_SHORT EXERCISE_:
Show each line of the material that includes the word "shingle", copied in full.

---- INFORMATION PROVIDED

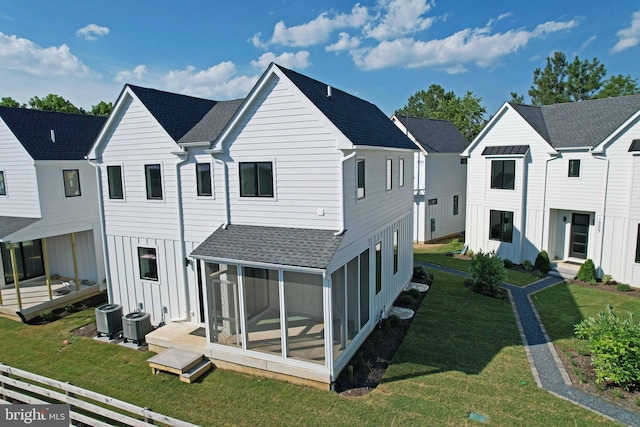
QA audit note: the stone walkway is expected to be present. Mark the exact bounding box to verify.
[416,262,640,426]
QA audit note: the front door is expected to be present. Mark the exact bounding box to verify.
[569,214,589,259]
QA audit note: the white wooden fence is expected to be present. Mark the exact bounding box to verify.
[0,363,197,427]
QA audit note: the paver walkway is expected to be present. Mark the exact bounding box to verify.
[416,262,640,426]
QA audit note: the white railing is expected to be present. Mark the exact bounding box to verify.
[0,363,197,427]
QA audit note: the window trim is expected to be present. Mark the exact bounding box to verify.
[107,165,124,200]
[567,159,582,178]
[195,162,213,199]
[144,163,164,200]
[238,160,276,200]
[490,159,516,190]
[138,246,159,282]
[489,209,514,243]
[356,158,367,200]
[62,168,82,198]
[0,169,8,197]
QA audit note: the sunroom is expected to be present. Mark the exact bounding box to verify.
[191,225,370,384]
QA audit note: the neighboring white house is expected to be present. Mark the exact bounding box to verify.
[463,95,640,286]
[391,115,469,243]
[0,107,105,304]
[90,64,415,386]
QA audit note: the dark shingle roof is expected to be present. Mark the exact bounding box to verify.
[511,95,640,148]
[191,224,342,268]
[179,99,244,142]
[0,216,40,241]
[0,107,106,160]
[277,66,416,150]
[482,145,529,156]
[127,85,217,142]
[396,116,469,153]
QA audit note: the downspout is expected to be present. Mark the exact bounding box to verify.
[171,150,189,322]
[333,148,356,236]
[211,157,231,230]
[85,156,113,303]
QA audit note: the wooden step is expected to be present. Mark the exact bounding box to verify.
[180,359,211,383]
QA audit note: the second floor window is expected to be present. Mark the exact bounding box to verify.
[491,160,516,190]
[240,162,273,197]
[144,165,162,200]
[107,166,124,200]
[196,163,213,196]
[62,169,80,197]
[0,171,7,196]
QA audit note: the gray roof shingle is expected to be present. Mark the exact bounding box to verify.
[127,84,217,142]
[179,99,244,142]
[0,216,40,241]
[276,65,416,150]
[0,107,106,160]
[396,116,469,153]
[191,224,342,269]
[510,95,640,148]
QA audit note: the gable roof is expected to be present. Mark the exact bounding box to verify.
[191,224,342,269]
[394,115,469,153]
[178,99,244,142]
[127,84,217,142]
[509,95,640,148]
[0,107,106,160]
[272,64,416,150]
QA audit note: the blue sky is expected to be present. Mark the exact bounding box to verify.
[0,0,640,115]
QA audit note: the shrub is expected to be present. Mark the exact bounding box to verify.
[578,259,596,283]
[449,239,464,252]
[535,251,551,274]
[616,283,631,292]
[575,306,640,390]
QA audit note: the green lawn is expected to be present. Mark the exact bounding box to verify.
[0,272,614,426]
[413,245,538,286]
[532,283,640,353]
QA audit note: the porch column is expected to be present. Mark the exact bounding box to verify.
[71,233,80,291]
[41,237,53,301]
[9,243,22,310]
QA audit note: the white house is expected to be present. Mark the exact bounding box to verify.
[0,107,105,318]
[90,64,415,386]
[463,95,640,286]
[391,115,469,243]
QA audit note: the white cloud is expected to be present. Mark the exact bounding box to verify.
[610,10,640,53]
[353,21,578,73]
[114,64,147,83]
[251,50,310,70]
[252,4,370,47]
[325,32,360,52]
[76,24,109,40]
[163,61,259,99]
[0,32,89,76]
[365,0,435,40]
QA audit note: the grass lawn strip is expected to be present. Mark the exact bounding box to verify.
[0,272,614,426]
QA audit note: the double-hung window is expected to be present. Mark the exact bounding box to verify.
[144,164,162,200]
[138,247,158,281]
[107,166,124,200]
[489,211,513,243]
[491,160,516,190]
[196,163,213,196]
[62,169,81,197]
[240,162,273,197]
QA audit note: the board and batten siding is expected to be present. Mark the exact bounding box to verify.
[217,73,342,231]
[0,119,40,218]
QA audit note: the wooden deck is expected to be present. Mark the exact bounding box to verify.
[0,278,103,322]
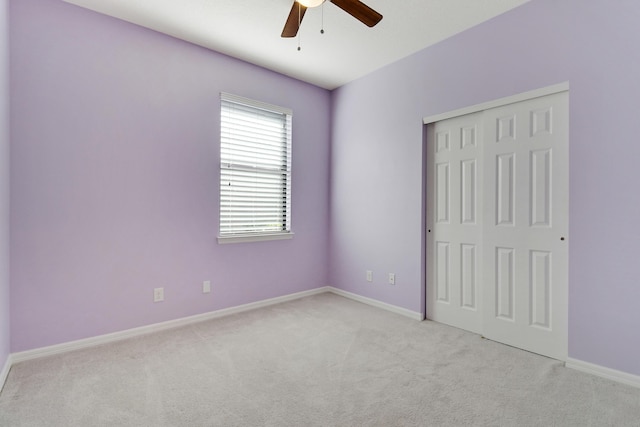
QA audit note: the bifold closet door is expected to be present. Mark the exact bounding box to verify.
[427,92,569,360]
[427,113,483,333]
[483,92,569,360]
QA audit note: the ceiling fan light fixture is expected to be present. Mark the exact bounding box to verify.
[298,0,324,8]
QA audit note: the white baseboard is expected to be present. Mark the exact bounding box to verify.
[565,357,640,388]
[0,355,13,392]
[326,286,424,320]
[10,287,329,363]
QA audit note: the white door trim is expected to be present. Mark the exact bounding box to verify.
[422,82,569,125]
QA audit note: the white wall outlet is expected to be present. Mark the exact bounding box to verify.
[153,288,164,302]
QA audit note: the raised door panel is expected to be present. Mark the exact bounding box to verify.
[426,114,483,332]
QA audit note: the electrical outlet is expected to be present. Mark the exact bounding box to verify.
[153,288,164,302]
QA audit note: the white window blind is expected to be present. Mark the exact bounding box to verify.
[220,93,292,241]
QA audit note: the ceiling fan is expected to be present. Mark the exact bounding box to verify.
[281,0,382,37]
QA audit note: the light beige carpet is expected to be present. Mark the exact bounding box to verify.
[0,294,640,427]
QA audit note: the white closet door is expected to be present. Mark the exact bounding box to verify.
[427,113,483,333]
[483,92,569,360]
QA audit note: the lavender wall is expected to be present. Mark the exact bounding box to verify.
[10,0,330,352]
[330,0,640,375]
[0,0,9,370]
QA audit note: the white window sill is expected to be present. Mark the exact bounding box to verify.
[218,232,293,245]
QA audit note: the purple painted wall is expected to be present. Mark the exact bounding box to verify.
[0,0,10,372]
[8,0,330,352]
[330,0,640,375]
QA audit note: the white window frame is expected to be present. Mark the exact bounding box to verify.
[218,92,293,244]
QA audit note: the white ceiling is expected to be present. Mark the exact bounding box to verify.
[64,0,529,89]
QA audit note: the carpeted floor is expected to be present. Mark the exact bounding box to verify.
[0,294,640,427]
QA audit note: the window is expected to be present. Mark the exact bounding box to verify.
[218,93,293,243]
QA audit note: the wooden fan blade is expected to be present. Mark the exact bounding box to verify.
[280,1,307,37]
[331,0,382,27]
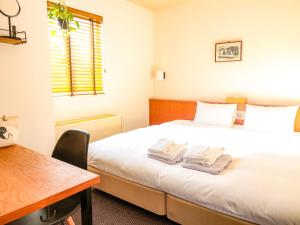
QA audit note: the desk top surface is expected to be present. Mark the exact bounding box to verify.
[0,145,100,225]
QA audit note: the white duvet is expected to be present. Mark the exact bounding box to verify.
[89,121,300,225]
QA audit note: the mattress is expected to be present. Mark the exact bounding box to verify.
[89,121,300,225]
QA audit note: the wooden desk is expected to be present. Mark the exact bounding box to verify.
[0,145,100,225]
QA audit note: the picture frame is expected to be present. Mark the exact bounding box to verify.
[215,41,243,62]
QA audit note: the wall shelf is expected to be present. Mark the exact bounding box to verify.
[0,37,26,45]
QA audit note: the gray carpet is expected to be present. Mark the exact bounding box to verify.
[73,190,176,225]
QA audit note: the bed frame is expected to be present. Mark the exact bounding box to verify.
[89,98,300,225]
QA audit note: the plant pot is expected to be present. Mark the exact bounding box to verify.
[57,18,69,30]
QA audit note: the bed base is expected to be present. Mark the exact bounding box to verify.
[167,194,254,225]
[88,166,167,216]
[88,166,254,225]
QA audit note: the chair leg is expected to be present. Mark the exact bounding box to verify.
[67,216,75,225]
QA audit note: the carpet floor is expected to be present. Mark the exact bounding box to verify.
[73,190,176,225]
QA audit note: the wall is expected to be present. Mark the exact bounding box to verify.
[0,0,54,154]
[54,0,153,130]
[154,0,300,104]
[0,0,153,154]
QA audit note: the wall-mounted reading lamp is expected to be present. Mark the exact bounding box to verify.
[155,70,166,80]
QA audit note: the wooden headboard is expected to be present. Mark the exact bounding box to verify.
[149,98,300,132]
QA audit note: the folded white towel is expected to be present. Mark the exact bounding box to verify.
[181,154,232,175]
[183,146,225,166]
[149,139,186,160]
[149,138,174,153]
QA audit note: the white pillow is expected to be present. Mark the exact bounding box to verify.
[194,102,237,127]
[244,105,299,133]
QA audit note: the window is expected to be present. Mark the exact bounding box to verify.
[48,2,103,96]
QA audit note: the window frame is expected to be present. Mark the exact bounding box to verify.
[47,1,104,97]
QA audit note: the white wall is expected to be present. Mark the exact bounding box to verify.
[0,0,153,154]
[154,0,300,104]
[54,0,154,130]
[0,0,54,154]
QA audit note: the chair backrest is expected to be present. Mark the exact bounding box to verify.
[52,130,90,170]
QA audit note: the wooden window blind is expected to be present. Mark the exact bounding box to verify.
[48,2,103,96]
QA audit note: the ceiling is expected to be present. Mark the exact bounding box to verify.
[128,0,186,11]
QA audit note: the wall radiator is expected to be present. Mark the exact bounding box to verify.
[55,114,122,142]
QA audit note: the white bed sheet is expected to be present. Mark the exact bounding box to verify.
[89,121,300,225]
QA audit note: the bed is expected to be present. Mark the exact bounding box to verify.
[89,100,300,225]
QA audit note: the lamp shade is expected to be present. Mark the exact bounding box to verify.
[155,70,166,80]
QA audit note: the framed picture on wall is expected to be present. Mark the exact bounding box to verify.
[215,41,243,62]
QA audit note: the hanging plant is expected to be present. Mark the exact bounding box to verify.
[48,0,79,32]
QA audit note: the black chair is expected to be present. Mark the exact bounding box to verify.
[9,130,90,225]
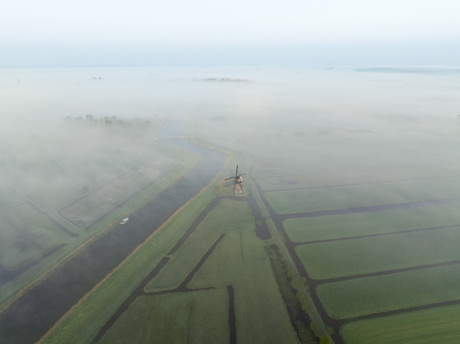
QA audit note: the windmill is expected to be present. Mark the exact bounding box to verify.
[225,165,246,196]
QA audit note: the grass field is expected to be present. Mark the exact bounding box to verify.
[265,177,460,214]
[37,180,230,344]
[0,140,196,312]
[283,204,460,242]
[0,204,69,270]
[316,265,460,319]
[61,156,179,227]
[145,199,254,292]
[257,165,460,191]
[295,227,460,279]
[99,288,230,344]
[340,305,460,344]
[188,201,298,343]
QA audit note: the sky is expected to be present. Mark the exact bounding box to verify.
[0,0,460,67]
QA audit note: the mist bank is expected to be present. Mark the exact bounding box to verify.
[0,37,460,68]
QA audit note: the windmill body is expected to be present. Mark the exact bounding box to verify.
[225,165,246,196]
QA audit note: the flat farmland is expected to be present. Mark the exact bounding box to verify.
[340,305,460,344]
[265,177,460,214]
[187,222,298,344]
[257,165,460,191]
[99,288,230,344]
[316,264,460,319]
[283,204,460,243]
[60,156,179,227]
[295,227,460,279]
[145,199,254,292]
[7,150,139,211]
[0,204,69,270]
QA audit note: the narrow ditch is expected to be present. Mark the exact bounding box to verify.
[227,285,236,344]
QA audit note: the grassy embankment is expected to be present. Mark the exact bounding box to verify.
[296,227,460,279]
[0,145,196,308]
[38,183,222,343]
[317,265,460,319]
[265,177,460,214]
[41,144,235,343]
[188,200,297,343]
[340,305,460,344]
[283,204,460,243]
[99,289,229,344]
[265,245,317,343]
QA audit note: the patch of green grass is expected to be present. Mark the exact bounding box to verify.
[39,183,226,344]
[283,204,460,242]
[265,177,460,214]
[257,165,460,191]
[188,201,298,343]
[0,204,68,270]
[340,305,460,344]
[0,145,197,305]
[295,227,460,279]
[99,288,230,344]
[265,244,317,343]
[145,199,254,292]
[316,265,460,319]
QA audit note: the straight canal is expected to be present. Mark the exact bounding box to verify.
[0,121,226,344]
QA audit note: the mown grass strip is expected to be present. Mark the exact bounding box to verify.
[340,305,460,344]
[265,177,460,214]
[316,265,460,319]
[295,227,460,279]
[283,204,460,243]
[99,288,230,344]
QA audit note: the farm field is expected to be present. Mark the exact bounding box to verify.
[38,188,298,343]
[257,165,460,191]
[295,227,460,279]
[340,305,460,344]
[0,122,197,314]
[0,204,69,270]
[316,264,460,319]
[145,199,254,292]
[187,207,298,343]
[99,289,230,344]
[283,204,460,243]
[36,183,222,344]
[265,177,460,214]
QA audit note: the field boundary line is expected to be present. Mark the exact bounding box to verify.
[36,142,233,344]
[310,260,460,285]
[291,223,460,246]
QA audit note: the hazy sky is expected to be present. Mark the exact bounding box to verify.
[0,0,460,67]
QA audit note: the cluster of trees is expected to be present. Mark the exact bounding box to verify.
[65,115,150,126]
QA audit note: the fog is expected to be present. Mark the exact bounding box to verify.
[0,65,460,342]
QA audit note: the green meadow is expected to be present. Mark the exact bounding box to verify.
[265,177,460,214]
[340,305,460,344]
[295,227,460,279]
[316,264,460,319]
[98,289,230,344]
[283,204,460,243]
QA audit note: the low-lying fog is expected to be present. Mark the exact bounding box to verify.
[0,66,460,253]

--------

_WRITTEN ANSWER_:
QA audit note: the dark shingle roof is expected to be present. Mark the exact bounding box to verify.
QA audit note: the gray roof shingle is expected to be present. Mark the exact bounding box to verify.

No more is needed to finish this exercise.